_Written instruction_.
From the listing below, pull out every line containing the string "blue", matching case exactly.

_Dataset records_.
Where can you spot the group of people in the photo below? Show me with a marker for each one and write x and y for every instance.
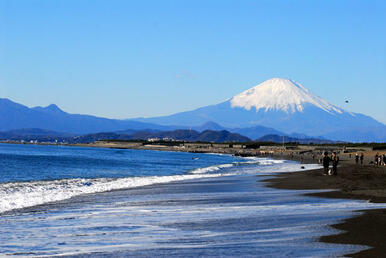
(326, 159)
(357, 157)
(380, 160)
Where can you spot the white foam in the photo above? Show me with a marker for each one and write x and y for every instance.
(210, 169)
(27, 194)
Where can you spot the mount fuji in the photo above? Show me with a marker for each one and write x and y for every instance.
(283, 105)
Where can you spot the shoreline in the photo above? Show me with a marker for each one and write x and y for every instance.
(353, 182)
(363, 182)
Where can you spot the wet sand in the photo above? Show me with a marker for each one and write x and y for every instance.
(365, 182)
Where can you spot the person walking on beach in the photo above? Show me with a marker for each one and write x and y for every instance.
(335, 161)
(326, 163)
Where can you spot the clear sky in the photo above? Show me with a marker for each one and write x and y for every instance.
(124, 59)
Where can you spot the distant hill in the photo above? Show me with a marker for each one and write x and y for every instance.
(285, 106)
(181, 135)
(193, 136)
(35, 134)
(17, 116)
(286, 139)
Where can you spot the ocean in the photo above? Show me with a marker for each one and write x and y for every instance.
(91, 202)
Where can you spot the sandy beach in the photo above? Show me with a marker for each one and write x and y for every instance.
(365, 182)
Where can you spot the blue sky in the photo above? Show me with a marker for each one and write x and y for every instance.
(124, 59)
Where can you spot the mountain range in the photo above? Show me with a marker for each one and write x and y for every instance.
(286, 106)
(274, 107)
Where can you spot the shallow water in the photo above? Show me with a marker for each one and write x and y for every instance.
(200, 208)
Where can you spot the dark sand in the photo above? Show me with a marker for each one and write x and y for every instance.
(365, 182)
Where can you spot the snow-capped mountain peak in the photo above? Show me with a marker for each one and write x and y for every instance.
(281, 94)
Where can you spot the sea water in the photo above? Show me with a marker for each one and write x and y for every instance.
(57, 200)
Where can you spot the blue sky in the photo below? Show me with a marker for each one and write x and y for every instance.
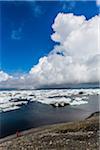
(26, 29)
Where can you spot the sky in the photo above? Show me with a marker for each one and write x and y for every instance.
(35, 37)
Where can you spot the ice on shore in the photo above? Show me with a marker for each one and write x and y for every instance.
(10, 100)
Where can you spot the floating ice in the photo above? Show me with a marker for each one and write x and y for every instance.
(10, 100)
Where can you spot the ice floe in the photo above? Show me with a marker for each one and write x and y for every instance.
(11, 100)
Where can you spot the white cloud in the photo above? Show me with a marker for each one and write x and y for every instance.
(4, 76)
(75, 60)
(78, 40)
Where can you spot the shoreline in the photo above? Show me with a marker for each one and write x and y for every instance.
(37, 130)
---
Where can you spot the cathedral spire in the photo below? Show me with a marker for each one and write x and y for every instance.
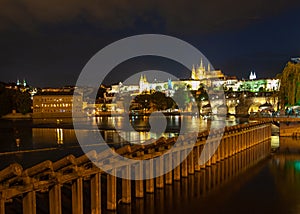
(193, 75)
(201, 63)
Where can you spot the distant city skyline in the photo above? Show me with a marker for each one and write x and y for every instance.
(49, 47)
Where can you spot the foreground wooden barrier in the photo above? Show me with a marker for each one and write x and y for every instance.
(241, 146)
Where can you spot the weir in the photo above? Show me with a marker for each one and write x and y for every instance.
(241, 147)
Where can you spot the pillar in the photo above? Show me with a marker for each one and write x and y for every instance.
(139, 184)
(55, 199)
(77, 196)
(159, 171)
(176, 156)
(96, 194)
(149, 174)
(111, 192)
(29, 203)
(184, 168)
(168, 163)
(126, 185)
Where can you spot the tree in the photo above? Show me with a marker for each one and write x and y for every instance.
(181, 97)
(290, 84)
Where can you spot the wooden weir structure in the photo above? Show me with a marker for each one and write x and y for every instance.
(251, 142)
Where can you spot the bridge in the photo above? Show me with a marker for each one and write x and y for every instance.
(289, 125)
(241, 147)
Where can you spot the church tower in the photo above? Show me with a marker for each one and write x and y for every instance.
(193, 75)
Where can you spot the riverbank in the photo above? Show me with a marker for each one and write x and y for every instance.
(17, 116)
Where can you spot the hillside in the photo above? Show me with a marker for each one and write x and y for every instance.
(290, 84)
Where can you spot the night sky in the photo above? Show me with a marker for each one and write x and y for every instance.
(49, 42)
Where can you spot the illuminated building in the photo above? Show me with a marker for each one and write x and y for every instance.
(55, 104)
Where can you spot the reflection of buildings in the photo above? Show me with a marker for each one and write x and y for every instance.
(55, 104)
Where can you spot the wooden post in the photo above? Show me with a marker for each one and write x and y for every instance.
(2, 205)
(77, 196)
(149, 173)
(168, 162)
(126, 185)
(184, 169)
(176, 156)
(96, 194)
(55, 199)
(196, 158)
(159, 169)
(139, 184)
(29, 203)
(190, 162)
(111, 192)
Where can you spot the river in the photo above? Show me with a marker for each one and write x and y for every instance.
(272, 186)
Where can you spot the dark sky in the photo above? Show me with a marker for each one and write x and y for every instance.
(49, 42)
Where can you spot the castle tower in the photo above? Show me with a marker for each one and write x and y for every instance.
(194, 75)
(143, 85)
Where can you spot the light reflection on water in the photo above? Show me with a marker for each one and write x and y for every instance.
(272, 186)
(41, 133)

_Right answer_.
Where can you spot the blue sky in the photo above? Show me with a marker for each one and write x and y for every instance.
Where can you spot the blue sky in the photo below? Show me with a marker for each one and write x and y for every instance.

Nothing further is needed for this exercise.